▶ _Supplied data_
■ ■ ■

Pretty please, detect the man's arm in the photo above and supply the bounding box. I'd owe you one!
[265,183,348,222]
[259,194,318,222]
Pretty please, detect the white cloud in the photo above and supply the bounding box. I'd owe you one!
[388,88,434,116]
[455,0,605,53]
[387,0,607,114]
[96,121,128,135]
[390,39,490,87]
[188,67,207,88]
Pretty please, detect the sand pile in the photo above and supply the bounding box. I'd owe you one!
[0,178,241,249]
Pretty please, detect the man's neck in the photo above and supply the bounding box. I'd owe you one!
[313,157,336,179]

■ ■ ■

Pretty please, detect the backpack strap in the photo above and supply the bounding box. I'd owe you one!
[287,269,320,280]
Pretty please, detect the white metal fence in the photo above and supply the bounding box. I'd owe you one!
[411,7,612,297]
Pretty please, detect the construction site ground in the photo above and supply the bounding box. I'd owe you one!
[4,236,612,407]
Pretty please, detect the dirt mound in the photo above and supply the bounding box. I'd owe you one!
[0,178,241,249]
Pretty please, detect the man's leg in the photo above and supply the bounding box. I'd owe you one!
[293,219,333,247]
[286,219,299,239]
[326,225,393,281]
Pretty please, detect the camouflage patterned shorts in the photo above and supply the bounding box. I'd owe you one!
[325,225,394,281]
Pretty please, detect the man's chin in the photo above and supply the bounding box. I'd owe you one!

■ ■ ■

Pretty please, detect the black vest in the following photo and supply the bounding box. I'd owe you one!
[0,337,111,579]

■ ■ ■

▶ _To do_
Look through the entries above and quote exactly the lines from the line with "Pretty please, detect the camouflage" to the line with "Pretty please, detect the man's chin", counting both of those lines.

▶ _Answer to the exercise_
Pretty please, detect the camouflage patterned shorts in the photo above and supply the bounding box. I'd owe you one!
[325,225,394,281]
Pretty please, detect the man's chin in the photo above and supply the bounding box. I'd owe you one!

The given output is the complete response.